Israel Makes Progress in Healing
Injured Spines
June 14, 2001
By Megan Goldin,
Reuters.
JERUSALEM (Reuters) - Israeli doctors said on Thursday a
clinical trial on paraplegics had shown success at repairing
severed spinal cords and restoring movement to paralyzed people.
Melissa Holley, an 18-year-old American girl, underwent the
treatment in Israel last year after she was left a paraplegic
following a car accident.
Twelve months later, her doctor said, she has regained movement
in her toes and legs and has bladder control, improving her
quality of life and reducing chances of a urinal infection that
is a common cause of death among paraplegics.
Holley became the first person to undergo the treatment -- previously
tested only on rats -- after she crushed two vertebrae and severely
damaged her spinal cord in a car accident in the United States.
"She couldn't move. She couldn't feel anything," said Dr. Valentin
Fulga, whose company, Proneuron Biotechnologies (Israel) Ltd,
developed the treatment.
He said Holley began regaining sensation several months after
white blood cells called macrophages were injected into her
spinal cord at Tel Hashomer hospital near Tel Aviv last July.
The body uses macrophages to heal wounds and regenerate tissues.
"She recovered very significant motor function in her legs,
although she is not yet walking," Fulga said.
Holley's father came across the Proneuron Web site offering
to bring paraplegics to Israel for the experimental treatment.
Fulga wanted, in first-stage trials, to test the method on at
least five more people who had "no sensation, no motor function
below the site of the injury."
BREAKTHROUGH ON NERVE DAMAGE
The treatment is based on research by Professor Michal Schwartz
from Israel's Weizmann Institute of Science, who found that
by injecting treated macrophages in rats she was able to restore
nerve function in about 60 percent of cases.
Fulga said the scarcity of macrophages in the central nervous
system was the main reason severe spinal injuries were permanent.
He said Schwartz's research and the initial trials showed that
macrophages activated to treat wounds and injected in the spinal
column slowly began to repair nerve fibers.
Dr. Nachson Kenoller, a neurosurgeon who has performed the procedure
on three people, said the spinal cord and brain had been considered
areas where regeneration was impossible.
"We are talking about regeneration of the spinal cord, which
has never been recorded in the past," Kenoller told Reuters.

DATA RECORDS ::
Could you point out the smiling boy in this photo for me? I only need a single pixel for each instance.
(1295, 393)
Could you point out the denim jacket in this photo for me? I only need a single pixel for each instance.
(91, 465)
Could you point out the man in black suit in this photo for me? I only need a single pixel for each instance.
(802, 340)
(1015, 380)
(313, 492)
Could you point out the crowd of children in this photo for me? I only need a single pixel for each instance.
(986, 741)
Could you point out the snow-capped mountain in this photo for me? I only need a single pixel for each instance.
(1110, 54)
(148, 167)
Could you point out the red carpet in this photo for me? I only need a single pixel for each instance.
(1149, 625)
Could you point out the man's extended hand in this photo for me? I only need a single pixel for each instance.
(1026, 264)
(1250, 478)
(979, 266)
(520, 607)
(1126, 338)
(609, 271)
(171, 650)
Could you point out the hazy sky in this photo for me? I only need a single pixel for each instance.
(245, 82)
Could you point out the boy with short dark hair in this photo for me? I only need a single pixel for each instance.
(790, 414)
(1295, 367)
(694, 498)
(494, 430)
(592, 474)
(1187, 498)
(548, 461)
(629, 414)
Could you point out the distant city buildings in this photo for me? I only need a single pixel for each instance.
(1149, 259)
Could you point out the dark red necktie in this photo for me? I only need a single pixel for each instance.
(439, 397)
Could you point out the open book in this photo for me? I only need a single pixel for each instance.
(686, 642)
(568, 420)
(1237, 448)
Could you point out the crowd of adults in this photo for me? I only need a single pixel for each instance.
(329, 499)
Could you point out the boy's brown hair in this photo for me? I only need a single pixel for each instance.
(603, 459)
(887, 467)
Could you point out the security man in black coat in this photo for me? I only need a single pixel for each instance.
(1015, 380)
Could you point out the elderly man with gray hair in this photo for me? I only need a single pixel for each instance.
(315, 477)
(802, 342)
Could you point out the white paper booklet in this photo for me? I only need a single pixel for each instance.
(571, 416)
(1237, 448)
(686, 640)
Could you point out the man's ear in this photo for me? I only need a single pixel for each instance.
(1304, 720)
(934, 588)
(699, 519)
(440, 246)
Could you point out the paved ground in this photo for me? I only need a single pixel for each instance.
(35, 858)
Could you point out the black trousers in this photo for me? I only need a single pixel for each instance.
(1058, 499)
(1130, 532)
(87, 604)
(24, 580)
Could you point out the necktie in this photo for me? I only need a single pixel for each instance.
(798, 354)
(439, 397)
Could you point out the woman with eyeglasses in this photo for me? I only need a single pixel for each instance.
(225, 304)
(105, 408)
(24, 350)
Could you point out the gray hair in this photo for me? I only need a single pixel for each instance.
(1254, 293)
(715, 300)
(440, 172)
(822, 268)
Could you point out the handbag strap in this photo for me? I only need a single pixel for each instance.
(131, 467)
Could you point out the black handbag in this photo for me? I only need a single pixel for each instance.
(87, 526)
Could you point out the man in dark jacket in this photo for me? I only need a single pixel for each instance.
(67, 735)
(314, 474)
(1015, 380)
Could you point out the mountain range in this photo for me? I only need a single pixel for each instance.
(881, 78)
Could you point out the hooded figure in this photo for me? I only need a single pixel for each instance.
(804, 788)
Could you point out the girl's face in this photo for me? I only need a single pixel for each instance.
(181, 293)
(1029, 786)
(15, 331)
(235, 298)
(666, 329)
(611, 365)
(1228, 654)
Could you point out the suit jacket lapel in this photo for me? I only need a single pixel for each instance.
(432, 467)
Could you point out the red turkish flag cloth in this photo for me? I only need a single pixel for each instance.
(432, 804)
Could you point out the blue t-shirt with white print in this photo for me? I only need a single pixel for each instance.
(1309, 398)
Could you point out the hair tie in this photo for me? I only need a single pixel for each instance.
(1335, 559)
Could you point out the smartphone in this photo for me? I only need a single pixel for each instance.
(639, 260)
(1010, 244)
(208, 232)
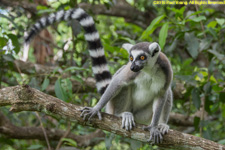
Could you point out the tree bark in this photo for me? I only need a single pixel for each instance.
(24, 98)
(11, 131)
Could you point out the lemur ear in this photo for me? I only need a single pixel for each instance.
(127, 46)
(154, 48)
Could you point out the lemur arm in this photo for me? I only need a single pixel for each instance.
(112, 90)
(158, 105)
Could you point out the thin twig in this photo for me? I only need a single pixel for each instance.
(43, 129)
(64, 136)
(202, 26)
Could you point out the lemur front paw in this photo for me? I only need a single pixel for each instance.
(156, 136)
(91, 112)
(163, 128)
(127, 120)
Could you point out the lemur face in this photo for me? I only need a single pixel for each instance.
(142, 54)
(138, 59)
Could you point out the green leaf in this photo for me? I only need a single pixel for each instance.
(196, 98)
(3, 42)
(220, 21)
(8, 57)
(70, 142)
(212, 24)
(15, 42)
(222, 97)
(74, 68)
(192, 44)
(163, 35)
(151, 28)
(217, 54)
(59, 92)
(207, 88)
(222, 142)
(45, 84)
(32, 147)
(207, 134)
(196, 122)
(198, 19)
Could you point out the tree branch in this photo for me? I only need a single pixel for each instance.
(24, 98)
(11, 131)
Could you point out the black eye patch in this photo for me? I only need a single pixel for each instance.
(154, 52)
(142, 57)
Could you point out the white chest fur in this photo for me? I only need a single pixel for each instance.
(147, 88)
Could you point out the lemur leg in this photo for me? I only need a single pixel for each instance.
(127, 120)
(155, 135)
(163, 127)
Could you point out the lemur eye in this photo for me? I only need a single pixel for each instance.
(131, 58)
(142, 57)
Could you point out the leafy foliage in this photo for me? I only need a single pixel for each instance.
(192, 39)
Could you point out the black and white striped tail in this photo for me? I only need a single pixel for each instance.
(96, 50)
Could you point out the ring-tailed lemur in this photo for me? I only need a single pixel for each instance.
(96, 50)
(138, 92)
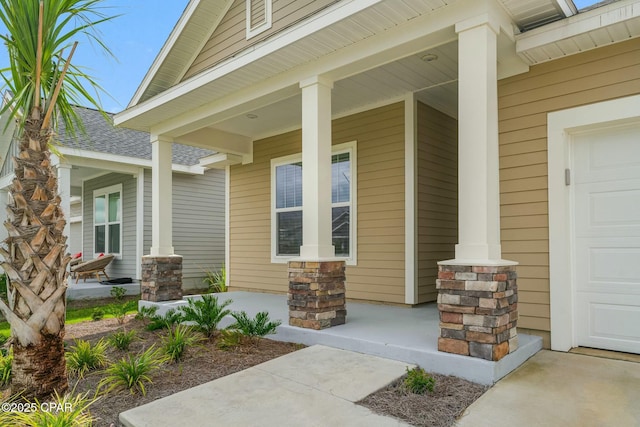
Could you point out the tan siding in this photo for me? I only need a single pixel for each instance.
(524, 103)
(437, 196)
(379, 274)
(229, 37)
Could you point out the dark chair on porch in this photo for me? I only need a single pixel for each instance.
(92, 268)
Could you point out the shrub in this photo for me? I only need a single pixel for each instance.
(119, 311)
(206, 313)
(97, 314)
(259, 326)
(216, 280)
(171, 317)
(418, 381)
(118, 292)
(229, 338)
(145, 313)
(121, 339)
(6, 361)
(133, 372)
(62, 411)
(177, 340)
(83, 357)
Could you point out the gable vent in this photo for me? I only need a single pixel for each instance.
(258, 16)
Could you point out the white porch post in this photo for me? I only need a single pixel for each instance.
(64, 190)
(162, 269)
(316, 296)
(479, 318)
(316, 169)
(161, 197)
(478, 169)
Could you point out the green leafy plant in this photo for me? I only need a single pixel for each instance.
(122, 339)
(418, 381)
(83, 357)
(177, 340)
(118, 293)
(216, 280)
(206, 313)
(259, 326)
(119, 311)
(170, 318)
(6, 360)
(97, 314)
(133, 372)
(62, 411)
(229, 338)
(145, 313)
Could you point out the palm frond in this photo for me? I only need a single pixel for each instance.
(64, 22)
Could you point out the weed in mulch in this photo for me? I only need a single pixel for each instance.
(440, 408)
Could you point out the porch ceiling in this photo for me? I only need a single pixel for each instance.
(434, 82)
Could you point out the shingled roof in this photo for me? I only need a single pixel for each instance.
(102, 137)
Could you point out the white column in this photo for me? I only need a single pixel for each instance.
(64, 190)
(316, 170)
(161, 197)
(139, 221)
(478, 168)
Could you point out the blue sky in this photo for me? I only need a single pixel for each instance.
(135, 38)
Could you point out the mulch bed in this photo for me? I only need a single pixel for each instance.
(205, 362)
(450, 398)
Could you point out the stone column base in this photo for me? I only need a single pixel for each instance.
(478, 310)
(161, 278)
(316, 296)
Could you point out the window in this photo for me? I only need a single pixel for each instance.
(258, 17)
(287, 204)
(107, 220)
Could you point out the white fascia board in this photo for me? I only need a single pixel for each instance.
(117, 163)
(567, 7)
(331, 15)
(338, 65)
(581, 23)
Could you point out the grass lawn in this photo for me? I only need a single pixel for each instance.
(76, 314)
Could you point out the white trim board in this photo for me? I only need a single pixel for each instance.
(560, 127)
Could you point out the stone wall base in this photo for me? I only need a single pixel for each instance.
(316, 296)
(161, 278)
(478, 310)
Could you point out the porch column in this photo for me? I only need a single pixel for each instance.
(162, 269)
(316, 280)
(64, 190)
(477, 290)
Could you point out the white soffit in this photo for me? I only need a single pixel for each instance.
(613, 23)
(529, 14)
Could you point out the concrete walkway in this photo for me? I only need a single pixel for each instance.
(561, 389)
(315, 386)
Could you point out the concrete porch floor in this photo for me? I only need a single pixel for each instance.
(92, 289)
(405, 334)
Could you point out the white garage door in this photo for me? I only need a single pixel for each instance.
(606, 211)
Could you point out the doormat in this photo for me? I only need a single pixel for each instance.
(122, 281)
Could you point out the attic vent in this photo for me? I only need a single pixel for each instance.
(258, 17)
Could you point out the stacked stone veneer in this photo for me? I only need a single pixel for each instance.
(161, 278)
(478, 310)
(316, 296)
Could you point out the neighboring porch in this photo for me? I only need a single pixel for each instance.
(405, 334)
(93, 289)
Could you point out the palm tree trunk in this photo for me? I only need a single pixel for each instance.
(36, 262)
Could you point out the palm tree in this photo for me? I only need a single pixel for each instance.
(44, 86)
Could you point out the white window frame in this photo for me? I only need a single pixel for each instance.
(347, 147)
(105, 192)
(253, 31)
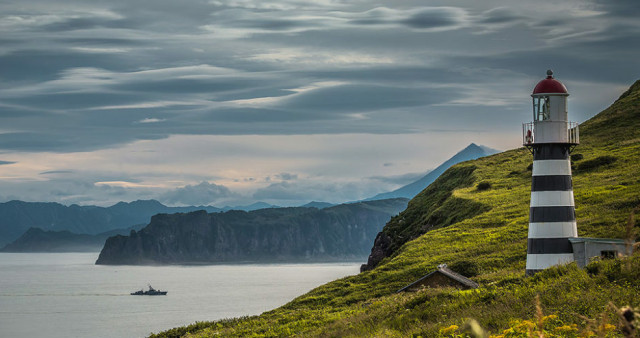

REQUIRED ACTION :: Copy out the whole news article on repairing injured spines in Israel, word for word.

ANSWER TO THIS EXERCISE ::
Israel Makes Progress in Healing
Injured Spines
June 14, 2001
By Megan Goldin,
Reuters.
JERUSALEM (Reuters) - Israeli doctors said on Thursday a
clinical trial on paraplegics had shown success at repairing
severed spinal cords and restoring movement to paralyzed people.
Melissa Holley, an 18-year-old American girl, underwent the
treatment in Israel last year after she was left a paraplegic
following a car accident.
Twelve months later, her doctor said, she has regained movement
in her toes and legs and has bladder control, improving her
quality of life and reducing chances of a urinal infection that
is a common cause of death among paraplegics.
Holley became the first person to undergo the treatment -- previously
tested only on rats -- after she crushed two vertebrae and severely
damaged her spinal cord in a car accident in the United States.
"She couldn't move. She couldn't feel anything," said Dr. Valentin
Fulga, whose company, Proneuron Biotechnologies (Israel) Ltd,
developed the treatment.
He said Holley began regaining sensation several months after
white blood cells called macrophages were injected into her
spinal cord at Tel Hashomer hospital near Tel Aviv last July.
The body uses macrophages to heal wounds and regenerate tissues.
"She recovered very significant motor function in her legs,
although she is not yet walking," Fulga said.
Holley's father came across the Proneuron Web site offering
to bring paraplegics to Israel for the experimental treatment.
Fulga wanted, in first-stage trials, to test the method on at
least five more people who had "no sensation, no motor function
below the site of the injury."
BREAKTHROUGH ON NERVE DAMAGE
The treatment is based on research by Professor Michal Schwartz
from Israel's Weizmann Institute of Science, who found that
by injecting treated macrophages in rats she was able to restore
nerve function in about 60 percent of cases.
Fulga said the scarcity of macrophages in the central nervous
system was the main reason severe spinal injuries were permanent.
He said Schwartz's research and the initial trials showed that
macrophages activated to treat wounds and injected in the spinal
column slowly began to repair nerve fibers.
Dr. Nachson Kenoller, a neurosurgeon who has performed the procedure
on three people, said the spinal cord and brain had been considered
areas where regeneration was impossible.
"We are talking about regeneration of the spinal cord, which
has never been recorded in the past," Kenoller told Reuters.